> TEXT TO READ:
•••••

Following this, the experiment was drained, cleaned, dried, and reset with the viscoelastic PEO solution as the aqueous phase. Flow rates of 2.25 and 4.27 cm3 s−1 for the aqueous PEO and silicone oil phases were used, respectively, for producing an interface positioned part way up the edge of a velocity peak in the silicone oil phase. Three experimental repeats (runs) with identical flow conditions were performed, sampling at eight to ten locations along the length of the channel. The same fluid was used throughout all three runs due to the difficulties in resetting the experiment, rather than being replaced with fresh stock solution for each run. Figure 1(e) shows two example velocity profiles from a run at 3 mm upstream and 28 mm downstream of the contraction apex (fitted as described in Sec. IV of the supplementary material) [99]. The change in the test phase apparent shear viscosity is clear. Note the lack of velocity discontinuities or sharp gradients near or across the interface that would be characteristic of interfacial slip or localized viscosity changes (e.g., through polymer depletion). Even if they were present, we only need stress to be continuous across the interface so long as velocity gradient measurements are not affected, and the small exclusion margins applied either side of the interface (see Sec. IV A of the supplementary material) [99] would have assisted in ensuring this.

•••••

> DATA SHOWN:

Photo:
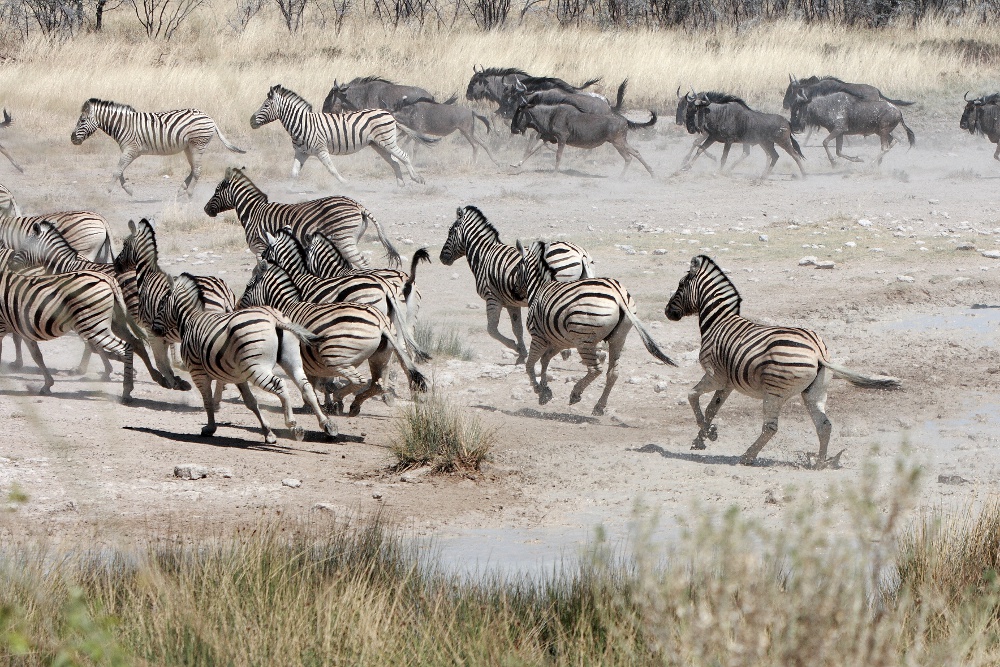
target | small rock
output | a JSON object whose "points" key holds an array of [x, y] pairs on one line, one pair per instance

•••••

> REQUEST 1: According to the passage on the flow experiment, how many experimental repeats were performed?
> REQUEST 2:
For each statement (a) through (c), say yes or no as to whether it agrees with the passage on the flow experiment, and quote the deciding words.
(a) A fresh stock solution was used for each run.
(b) The silicone oil phase was run at 4.27 cm3 s−1.
(c) The velocity profiles show sharp gradients across the interface.
> REQUEST 3: Summarize the passage on the flow experiment in two sentences.
The listing plays no part in this exercise.

> EXPECTED OUTPUT 1: Three runs with identical flow conditions were performed.

> EXPECTED OUTPUT 2:
(a) No: "The same fluid was used throughout all three runs due to the difficulties in resetting the experiment, rather than being replaced with fresh stock solution for each run."
(b) Yes: "Flow rates of 2.25 and 4.27 cm3 s−1 for the aqueous PEO and silicone oil phases were used, respectively"
(c) No: "Note the lack of velocity discontinuities or sharp gradients near or across the interface"

> EXPECTED OUTPUT 3: The experiment was reset with a viscoelastic PEO solution as the aqueous phase and run three times under identical flow conditions, sampling at eight to ten locations along the channel and reusing the same fluid throughout because resetting was difficult. Example velocity profiles show a clear change in the test phase's apparent shear viscosity, with no velocity discontinuities or sharp gradients at the interface that would indicate slip or localized viscosity changes.